*** Opening Selected text ***

The album's title is a play on the alt-right's exhortation to "take the red pill", replacing it instead with more radical thoughts.
Ward said most of the songs on his new album are inspired by reading GL. “One that sticks out in particular is the song ‘PwC — Prison Waits For Criminals’.
“I'd read all about the PricewaterhouseCoopers tax-dodging scandal in the corporate media. But when I listened to an interview GL's Suzanne James did about it with non-corporate journalist Michael West while cycling, I nearly fell off my bike. It was only the controlled expression of outrage in that interview that made me write that song."
Similarly, “I Wanna Be Like Violet CoCo”, was inspired by reading about the climate activist in GL.
“I was aware of only a few things about her. I knew that she had packed up her own business to become a climate activist. I knew that she had made headlines worldwide by stopping a truck to hold up traffic on the Sydney Harbour Bridge. And I knew that she had served jail time for that protest.
“When I sent Violet the album the other day, she said her friends in Adelaide had played the song when she was recently jailed again.
“On a more basic level, this is the only album of mine that blends punk with house music.”
"Bruce Is Snorting A Line" is about political staffer and tobacco lobbyist Bruce Lehrmann’s drug use. “Your Vote’s a Joke”, a catchy song about how MPs can’t be trusted and the limitations of “democracy” in a capitalist system, “was actually inspired by an interview I did for GL with Patrick Chalmers, a former Reuters journalist who became an activist for accountable democracy", said Ward.
“The basic idea behind the song is that if you live in a democracy, you're lucky. But then why do so many people in democracies hate politics and politicians? I'd say a big reason is that they're allowed to break their promises as soon as they're elected."
Ward wrote “She’s Fighting On”, which celebrates the women fighters of Rojava in North-East Syria, in response to what he describes as a “worldwide war on women”.
“These women [fighters] are not only inspiring because they're survivors, fighting back and winning, but also because they're building probably the world's only feminist, ecosocialist society at the same time. It's just mind-blowing.

*** Closing Selected text ***
*** Opening Input data ***

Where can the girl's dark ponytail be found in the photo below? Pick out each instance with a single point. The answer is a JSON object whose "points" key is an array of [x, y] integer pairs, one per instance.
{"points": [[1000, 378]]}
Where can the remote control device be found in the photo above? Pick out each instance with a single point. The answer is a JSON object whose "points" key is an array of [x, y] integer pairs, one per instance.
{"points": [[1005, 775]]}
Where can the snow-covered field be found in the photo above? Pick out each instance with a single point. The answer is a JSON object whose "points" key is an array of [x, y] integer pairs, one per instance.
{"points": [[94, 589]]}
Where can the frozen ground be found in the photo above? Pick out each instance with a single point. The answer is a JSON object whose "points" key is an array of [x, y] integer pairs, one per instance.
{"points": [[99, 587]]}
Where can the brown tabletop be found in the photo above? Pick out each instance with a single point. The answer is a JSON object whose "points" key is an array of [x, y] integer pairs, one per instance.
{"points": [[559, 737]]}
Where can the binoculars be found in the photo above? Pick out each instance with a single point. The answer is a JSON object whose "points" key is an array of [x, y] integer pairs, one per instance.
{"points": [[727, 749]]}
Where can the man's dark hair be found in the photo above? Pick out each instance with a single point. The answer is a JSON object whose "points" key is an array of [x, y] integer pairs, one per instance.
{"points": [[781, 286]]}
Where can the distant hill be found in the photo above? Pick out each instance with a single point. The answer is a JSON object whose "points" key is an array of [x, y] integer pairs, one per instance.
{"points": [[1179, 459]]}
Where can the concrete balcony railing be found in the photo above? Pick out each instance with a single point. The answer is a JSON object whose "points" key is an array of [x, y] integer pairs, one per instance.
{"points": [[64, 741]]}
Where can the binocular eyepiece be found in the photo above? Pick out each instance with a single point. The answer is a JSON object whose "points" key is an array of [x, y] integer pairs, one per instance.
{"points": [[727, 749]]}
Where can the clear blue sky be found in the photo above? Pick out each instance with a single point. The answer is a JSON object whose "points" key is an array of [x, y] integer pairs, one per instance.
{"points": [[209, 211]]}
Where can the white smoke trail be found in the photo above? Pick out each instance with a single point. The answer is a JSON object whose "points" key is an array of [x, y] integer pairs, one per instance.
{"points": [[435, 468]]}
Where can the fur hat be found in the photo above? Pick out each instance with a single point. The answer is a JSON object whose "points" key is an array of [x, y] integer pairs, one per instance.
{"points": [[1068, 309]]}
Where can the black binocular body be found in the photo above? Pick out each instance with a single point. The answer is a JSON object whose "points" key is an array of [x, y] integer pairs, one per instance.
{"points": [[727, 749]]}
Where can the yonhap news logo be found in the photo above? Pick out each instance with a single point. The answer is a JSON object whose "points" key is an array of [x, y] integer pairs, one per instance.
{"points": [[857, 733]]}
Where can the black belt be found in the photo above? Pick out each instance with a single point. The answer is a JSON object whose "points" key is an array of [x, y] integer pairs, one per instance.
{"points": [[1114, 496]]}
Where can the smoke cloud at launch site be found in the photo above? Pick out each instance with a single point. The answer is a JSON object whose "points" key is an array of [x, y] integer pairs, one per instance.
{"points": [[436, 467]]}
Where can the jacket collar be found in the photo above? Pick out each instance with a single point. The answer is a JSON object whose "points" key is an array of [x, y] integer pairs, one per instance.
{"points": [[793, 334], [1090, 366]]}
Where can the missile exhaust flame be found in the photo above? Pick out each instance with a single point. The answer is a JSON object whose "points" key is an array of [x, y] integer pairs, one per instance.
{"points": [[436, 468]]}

*** Closing Input data ***

Task to carry out » Continue the article about Ward's album from its last sentence, keeping the same voice.

Task output »
“On a more personal level, I hate men who abuse women, as all men should."
Ward said many of his son’s peers “are fans of viral misogynist Andrew Tate” and that “much of the responsibility lies with men to change the worldwide war on women”.
“How much of a hardship is it to do something like that? Compared with what the women of Rojava are going through, it's no hardship at all.”
Ward said his motivation for writing “Musk and Murdoch” — a bonus track on the Bandcamp version of the album — was because “I'm oddly fascinated by Elon Musk, so I've closely watched his political trajectory from being a 'darling of the left' to a MAGA monster.
“It reminded me of Rupert Murdoch's life story. He was seen as a ‘lefty’ at Oxford University and started out his newspaper career in Adelaide as a campaigning editor who saved an Aboriginal man from the gallows. I'd actually already written the chorus to ‘Musk and Murdoch’ before they were photographed sitting together at the Super Bowl. It was like old right-wing media passing the baton to new right-wing media, with Musk now the owner of X."
When I asked what danger the corporate media poses, Ward said that commercial interests mean “they present themselves as unbiased and most of their audience members believe it".
“I wrote a whole concept album about it called Filter Bubble. That album was inspired by award-winning media analysts Media Lens, who often use my music in their videos and articulate the dangers of corporate media far better than I can."
As for whether radical media projects such as GL can survive the onslaught, Ward said: “Fortunately, young people these days are far more questioning of the media, so they do not balk at a media outlet like Green Left honestly declaring its bias, as all media outlets should.”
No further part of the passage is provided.